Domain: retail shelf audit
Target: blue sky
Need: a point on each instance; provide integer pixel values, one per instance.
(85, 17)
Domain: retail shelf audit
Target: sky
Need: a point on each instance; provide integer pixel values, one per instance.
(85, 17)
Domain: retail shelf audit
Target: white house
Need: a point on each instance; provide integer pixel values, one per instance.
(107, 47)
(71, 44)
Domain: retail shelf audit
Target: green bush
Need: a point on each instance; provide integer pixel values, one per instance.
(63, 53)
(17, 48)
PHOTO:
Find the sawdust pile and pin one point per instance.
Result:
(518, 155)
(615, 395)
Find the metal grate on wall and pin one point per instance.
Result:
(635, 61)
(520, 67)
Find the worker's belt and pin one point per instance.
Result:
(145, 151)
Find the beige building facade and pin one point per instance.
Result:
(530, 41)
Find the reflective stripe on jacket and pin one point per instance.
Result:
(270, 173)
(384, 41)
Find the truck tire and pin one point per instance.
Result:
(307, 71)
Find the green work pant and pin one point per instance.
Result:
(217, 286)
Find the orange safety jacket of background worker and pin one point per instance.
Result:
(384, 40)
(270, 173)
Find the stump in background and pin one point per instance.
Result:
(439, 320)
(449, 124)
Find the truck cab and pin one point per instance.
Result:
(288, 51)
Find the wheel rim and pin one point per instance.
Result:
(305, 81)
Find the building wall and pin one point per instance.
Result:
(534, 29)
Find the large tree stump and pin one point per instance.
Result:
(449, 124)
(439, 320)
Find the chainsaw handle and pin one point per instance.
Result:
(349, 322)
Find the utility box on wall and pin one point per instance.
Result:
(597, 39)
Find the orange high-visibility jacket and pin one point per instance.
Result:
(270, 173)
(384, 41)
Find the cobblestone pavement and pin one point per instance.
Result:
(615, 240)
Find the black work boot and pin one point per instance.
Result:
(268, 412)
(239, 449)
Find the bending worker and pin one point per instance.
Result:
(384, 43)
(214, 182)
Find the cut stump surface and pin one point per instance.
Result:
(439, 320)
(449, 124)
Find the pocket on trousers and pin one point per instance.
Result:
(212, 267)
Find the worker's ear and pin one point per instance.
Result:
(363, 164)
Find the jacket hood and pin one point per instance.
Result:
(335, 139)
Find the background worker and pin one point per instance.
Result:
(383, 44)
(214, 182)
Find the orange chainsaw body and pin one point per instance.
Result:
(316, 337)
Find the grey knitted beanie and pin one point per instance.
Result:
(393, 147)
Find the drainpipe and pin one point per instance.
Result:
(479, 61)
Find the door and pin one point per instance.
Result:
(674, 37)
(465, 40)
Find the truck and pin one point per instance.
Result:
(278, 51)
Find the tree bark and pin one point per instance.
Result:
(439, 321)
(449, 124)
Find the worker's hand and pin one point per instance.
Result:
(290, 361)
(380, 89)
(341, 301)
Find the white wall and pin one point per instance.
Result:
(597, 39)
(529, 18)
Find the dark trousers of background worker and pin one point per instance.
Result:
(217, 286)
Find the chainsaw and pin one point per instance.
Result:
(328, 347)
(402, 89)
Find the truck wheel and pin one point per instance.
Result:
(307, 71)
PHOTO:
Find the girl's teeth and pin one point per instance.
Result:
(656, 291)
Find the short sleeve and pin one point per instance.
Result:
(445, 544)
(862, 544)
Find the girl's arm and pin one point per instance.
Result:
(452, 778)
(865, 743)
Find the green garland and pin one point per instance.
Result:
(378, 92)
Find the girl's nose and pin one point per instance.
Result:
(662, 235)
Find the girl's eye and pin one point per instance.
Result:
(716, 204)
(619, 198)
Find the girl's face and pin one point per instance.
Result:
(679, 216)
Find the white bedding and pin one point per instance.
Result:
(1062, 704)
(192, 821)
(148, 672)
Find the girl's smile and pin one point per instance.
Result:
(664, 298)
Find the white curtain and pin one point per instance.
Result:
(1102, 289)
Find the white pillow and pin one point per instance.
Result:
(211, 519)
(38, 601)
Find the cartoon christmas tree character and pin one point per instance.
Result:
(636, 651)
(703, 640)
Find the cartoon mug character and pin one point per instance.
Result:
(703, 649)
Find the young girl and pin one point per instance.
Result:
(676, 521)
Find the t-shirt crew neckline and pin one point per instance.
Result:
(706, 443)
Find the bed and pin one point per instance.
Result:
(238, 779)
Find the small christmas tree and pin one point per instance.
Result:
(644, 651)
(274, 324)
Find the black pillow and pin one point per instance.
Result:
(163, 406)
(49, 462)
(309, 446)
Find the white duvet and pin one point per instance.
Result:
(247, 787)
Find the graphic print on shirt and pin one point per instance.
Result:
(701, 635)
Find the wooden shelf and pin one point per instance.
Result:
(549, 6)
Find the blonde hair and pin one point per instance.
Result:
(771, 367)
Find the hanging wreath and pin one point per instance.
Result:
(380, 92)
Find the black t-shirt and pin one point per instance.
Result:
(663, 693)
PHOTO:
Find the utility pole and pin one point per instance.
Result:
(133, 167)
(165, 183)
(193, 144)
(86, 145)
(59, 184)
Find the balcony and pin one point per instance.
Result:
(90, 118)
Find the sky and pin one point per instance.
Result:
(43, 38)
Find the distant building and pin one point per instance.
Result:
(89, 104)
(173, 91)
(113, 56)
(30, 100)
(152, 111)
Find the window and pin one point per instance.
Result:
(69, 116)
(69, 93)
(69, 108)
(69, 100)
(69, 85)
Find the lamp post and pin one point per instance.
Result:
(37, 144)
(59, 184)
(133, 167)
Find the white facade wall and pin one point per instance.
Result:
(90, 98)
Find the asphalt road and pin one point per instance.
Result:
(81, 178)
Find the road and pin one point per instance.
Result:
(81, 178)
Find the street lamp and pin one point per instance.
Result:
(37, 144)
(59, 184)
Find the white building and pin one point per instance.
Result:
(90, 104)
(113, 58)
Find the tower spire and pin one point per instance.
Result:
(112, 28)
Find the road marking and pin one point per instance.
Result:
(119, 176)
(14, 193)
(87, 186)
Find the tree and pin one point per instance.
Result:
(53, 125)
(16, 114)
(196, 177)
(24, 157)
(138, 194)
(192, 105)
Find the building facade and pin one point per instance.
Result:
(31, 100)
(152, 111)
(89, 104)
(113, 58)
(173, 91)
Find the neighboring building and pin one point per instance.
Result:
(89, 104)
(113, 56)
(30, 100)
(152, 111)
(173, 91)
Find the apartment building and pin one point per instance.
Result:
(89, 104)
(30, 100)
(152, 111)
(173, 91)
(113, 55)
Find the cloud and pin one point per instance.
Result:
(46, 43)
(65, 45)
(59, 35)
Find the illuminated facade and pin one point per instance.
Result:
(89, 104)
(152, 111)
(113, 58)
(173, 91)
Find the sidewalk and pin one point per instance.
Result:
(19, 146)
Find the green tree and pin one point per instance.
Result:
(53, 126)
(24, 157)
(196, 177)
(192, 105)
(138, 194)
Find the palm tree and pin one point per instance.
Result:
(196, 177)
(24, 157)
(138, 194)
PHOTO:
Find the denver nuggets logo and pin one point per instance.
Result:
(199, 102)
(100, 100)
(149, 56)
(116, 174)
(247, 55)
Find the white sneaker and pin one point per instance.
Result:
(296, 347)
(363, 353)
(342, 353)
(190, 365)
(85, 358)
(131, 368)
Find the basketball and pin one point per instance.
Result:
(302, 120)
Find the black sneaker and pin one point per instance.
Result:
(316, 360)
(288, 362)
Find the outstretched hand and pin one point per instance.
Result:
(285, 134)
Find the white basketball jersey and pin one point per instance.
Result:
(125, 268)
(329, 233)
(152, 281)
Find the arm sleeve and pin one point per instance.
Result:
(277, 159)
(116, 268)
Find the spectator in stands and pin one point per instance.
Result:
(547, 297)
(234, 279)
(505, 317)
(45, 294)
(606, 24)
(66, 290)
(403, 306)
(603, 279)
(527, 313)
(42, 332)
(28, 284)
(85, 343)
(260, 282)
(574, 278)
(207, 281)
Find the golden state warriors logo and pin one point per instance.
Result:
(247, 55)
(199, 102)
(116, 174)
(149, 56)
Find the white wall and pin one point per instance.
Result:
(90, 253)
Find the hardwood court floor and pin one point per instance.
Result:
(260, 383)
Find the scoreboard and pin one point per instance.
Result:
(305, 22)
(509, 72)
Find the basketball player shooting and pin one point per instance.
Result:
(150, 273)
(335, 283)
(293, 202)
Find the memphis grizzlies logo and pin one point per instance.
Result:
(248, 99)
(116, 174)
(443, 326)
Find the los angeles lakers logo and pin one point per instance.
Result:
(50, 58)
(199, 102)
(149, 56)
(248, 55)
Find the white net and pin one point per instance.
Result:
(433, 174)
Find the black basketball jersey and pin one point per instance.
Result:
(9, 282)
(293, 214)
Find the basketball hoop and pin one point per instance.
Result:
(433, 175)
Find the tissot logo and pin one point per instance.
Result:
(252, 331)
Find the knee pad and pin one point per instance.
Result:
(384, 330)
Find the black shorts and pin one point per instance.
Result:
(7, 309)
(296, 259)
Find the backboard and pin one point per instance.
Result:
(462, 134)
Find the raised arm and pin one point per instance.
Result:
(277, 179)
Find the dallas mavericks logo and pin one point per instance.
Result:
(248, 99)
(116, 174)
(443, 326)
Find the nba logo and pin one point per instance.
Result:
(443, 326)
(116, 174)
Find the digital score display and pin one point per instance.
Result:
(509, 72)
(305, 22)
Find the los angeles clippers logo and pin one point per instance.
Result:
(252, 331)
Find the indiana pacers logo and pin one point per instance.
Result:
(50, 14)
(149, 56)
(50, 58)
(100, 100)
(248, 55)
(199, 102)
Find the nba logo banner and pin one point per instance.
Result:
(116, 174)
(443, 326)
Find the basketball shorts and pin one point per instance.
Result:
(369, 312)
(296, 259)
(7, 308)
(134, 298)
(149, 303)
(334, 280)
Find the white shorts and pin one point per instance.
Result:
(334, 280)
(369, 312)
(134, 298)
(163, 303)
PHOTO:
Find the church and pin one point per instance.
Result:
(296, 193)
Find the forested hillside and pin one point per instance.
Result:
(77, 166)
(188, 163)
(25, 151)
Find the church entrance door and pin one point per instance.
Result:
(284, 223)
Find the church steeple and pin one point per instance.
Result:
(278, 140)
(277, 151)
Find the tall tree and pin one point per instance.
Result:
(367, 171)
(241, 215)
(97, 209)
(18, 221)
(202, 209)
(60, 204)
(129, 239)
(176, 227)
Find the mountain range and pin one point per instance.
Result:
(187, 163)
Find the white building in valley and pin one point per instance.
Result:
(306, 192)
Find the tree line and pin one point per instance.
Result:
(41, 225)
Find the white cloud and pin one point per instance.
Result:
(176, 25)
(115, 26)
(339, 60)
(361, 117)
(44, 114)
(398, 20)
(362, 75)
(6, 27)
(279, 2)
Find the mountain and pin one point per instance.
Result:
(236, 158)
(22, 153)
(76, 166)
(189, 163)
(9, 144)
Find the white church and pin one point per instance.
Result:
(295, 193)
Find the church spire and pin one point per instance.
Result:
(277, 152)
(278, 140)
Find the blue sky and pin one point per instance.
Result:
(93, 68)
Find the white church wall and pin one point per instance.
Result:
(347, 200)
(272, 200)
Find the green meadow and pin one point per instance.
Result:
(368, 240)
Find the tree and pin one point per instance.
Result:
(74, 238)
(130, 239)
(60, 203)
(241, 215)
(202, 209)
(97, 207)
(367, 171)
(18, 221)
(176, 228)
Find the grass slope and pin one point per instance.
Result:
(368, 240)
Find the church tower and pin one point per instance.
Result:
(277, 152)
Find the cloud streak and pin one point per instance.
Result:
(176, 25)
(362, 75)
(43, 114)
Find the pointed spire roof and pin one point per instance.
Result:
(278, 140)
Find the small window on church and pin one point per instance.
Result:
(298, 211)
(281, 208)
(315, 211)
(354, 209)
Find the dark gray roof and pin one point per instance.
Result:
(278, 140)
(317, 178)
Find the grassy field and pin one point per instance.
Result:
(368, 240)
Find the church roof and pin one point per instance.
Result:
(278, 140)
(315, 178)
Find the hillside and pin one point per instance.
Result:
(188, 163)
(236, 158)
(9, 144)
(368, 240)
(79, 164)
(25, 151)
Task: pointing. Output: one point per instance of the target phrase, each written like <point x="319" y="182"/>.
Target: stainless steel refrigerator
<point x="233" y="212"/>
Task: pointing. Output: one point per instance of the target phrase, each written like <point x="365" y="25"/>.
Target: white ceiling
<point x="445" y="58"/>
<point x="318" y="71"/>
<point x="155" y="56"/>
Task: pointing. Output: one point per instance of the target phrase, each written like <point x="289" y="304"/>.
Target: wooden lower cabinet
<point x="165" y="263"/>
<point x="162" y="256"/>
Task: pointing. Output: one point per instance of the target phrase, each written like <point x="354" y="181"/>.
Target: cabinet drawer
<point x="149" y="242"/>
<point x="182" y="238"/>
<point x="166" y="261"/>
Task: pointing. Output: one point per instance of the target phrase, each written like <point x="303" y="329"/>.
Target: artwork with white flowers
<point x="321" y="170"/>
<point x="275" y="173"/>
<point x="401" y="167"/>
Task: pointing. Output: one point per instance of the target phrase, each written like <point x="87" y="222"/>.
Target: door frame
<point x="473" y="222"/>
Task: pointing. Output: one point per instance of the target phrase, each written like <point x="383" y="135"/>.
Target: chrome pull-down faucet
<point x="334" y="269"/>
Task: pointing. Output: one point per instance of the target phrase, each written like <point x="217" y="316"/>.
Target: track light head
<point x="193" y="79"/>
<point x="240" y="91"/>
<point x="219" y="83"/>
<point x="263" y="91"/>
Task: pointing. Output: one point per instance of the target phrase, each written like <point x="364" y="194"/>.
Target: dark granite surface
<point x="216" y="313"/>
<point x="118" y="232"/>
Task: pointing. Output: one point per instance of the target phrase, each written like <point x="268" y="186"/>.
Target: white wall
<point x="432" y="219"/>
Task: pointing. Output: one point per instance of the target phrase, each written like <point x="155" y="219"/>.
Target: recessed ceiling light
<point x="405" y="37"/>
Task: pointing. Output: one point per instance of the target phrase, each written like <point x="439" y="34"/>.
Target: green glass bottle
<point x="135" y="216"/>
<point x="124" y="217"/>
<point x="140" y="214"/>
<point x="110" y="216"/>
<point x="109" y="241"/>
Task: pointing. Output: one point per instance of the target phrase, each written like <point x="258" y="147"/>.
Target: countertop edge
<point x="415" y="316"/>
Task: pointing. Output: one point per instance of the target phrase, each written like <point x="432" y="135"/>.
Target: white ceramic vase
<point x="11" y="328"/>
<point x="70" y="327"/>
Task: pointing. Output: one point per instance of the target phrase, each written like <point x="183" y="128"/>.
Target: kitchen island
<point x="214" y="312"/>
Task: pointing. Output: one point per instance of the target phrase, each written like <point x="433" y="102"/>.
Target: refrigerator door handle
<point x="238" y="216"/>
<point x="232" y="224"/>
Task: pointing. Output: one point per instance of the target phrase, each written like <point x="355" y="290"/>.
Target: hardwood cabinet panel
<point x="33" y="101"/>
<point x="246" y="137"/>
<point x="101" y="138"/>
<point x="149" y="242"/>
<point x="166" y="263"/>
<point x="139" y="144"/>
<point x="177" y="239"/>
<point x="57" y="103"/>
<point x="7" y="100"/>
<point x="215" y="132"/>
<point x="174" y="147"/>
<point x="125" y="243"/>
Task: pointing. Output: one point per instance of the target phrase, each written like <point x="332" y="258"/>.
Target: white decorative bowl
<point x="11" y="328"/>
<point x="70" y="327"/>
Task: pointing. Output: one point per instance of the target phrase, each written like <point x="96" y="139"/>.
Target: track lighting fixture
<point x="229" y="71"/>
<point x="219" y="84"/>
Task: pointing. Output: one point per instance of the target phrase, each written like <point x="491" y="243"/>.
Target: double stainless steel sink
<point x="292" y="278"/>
+ + + + + + +
### EXERCISE DETAILS
Locate every line in the items above that contains the word "building" and copy each of those lines. Case matters, so only lines that match its capitalization count.

### SOLUTION
Find the beige building facade and pin one point per instance.
Find the building wall and pin one point per instance.
Find the distant building and pin one point per instance.
Find the white building and pin one point per instance.
Find the building facade and pin one point per instance.
Find the neighboring building and pin one point per instance.
Find the apartment building and pin one point per instance.
Find the white building in valley and pin one point per instance.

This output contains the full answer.